→ **What the exercise asks**
Repeat the lines below word for word, starting with the line that contains "of dog's paw" and going on through the line that contains "[27,225,96,350]", and give no other lines.

→ **Given records**
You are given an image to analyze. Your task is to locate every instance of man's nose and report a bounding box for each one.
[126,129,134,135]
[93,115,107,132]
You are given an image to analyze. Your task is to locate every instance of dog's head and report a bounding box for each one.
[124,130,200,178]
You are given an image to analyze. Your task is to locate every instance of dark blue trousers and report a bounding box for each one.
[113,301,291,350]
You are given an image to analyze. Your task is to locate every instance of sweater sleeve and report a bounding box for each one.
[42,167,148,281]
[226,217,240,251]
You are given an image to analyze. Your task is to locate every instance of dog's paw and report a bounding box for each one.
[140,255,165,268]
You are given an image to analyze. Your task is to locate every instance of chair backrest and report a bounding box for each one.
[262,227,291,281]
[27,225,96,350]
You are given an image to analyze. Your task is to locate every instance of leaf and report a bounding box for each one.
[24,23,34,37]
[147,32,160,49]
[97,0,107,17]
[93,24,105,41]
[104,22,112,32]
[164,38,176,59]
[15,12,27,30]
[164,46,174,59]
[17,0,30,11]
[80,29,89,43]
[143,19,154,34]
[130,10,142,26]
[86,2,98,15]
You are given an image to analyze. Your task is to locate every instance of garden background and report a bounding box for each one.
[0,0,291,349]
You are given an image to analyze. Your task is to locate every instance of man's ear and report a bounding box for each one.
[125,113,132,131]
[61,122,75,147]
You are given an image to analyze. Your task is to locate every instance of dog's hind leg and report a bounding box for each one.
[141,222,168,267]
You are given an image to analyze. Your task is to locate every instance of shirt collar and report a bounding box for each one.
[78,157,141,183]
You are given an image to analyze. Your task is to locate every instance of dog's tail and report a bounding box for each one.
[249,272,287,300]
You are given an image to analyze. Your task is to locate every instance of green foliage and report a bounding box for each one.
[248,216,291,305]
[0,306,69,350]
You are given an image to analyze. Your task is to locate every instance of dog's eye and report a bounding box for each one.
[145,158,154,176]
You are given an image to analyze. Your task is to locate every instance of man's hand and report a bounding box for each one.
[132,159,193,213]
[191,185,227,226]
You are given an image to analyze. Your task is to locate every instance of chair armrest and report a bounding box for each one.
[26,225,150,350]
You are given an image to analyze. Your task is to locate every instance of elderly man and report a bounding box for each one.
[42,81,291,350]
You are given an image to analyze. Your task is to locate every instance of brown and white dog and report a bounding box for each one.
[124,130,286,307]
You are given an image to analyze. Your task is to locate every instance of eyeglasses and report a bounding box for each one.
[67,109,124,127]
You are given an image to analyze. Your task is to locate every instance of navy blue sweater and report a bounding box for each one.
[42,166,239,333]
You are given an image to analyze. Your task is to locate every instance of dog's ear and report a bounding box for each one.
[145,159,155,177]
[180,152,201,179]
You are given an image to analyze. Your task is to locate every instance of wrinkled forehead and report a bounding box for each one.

→ **In response**
You are given an image to analyze. Your task is to locate every instance of dog's paw and report a bounding box for each one.
[140,255,165,268]
You are given an image to analyze. Your task is to locate every instance of chair backrest and report a bounding box for each one.
[262,227,291,281]
[27,225,96,350]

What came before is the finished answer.